Begin INFORMATION SUPPLIED

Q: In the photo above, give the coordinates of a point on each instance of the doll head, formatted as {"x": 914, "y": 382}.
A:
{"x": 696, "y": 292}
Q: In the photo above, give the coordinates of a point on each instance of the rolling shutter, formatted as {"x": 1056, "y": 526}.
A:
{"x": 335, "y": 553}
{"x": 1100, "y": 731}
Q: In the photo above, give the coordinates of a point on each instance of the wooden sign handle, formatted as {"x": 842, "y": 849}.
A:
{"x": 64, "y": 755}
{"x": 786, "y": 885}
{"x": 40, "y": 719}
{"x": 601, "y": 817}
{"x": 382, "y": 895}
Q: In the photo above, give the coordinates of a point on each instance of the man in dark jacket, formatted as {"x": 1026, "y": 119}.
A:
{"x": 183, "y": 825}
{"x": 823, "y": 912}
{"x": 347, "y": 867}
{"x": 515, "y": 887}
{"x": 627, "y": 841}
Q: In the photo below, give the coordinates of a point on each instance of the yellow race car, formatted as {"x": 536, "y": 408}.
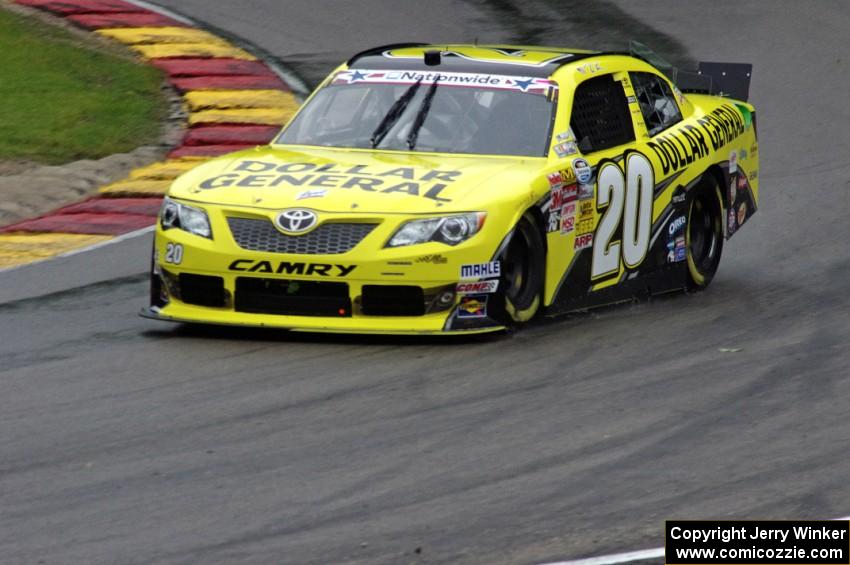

End INFORMATION SUPPLIED

**GIVEN REQUEST**
Write out all the items above again, requests included, with each coordinate in the answers multiplied by 0.75 and rounded to a whole number, halves rounded up. Keep the numbers in the requests and their format samples unchanged, and leave the pictures out.

**SOLUTION TO THIS EXERCISE**
Q: In the photo above, give the coordinates of a point on each instance of the doll head, formatted as {"x": 914, "y": 382}.
A:
{"x": 522, "y": 219}
Q: In the photo above, give the coordinates of a point on each instance of the rolling shutter, formatted as {"x": 1056, "y": 526}.
A:
{"x": 251, "y": 415}
{"x": 825, "y": 548}
Q: In the photo above, give the coordinates of a point on each instance of the wooden sign handle, formatted as {"x": 842, "y": 849}.
A:
{"x": 48, "y": 566}
{"x": 590, "y": 664}
{"x": 30, "y": 539}
{"x": 451, "y": 613}
{"x": 287, "y": 671}
Q: In the photo above, give the coordinates of a point on each instance of the man in dark jacket, formatted as {"x": 1026, "y": 119}.
A:
{"x": 137, "y": 619}
{"x": 617, "y": 684}
{"x": 260, "y": 650}
{"x": 386, "y": 665}
{"x": 470, "y": 631}
Q: In the photo below, give the coordinates of a point on each instance of the yellow race car, formatted as {"x": 536, "y": 408}.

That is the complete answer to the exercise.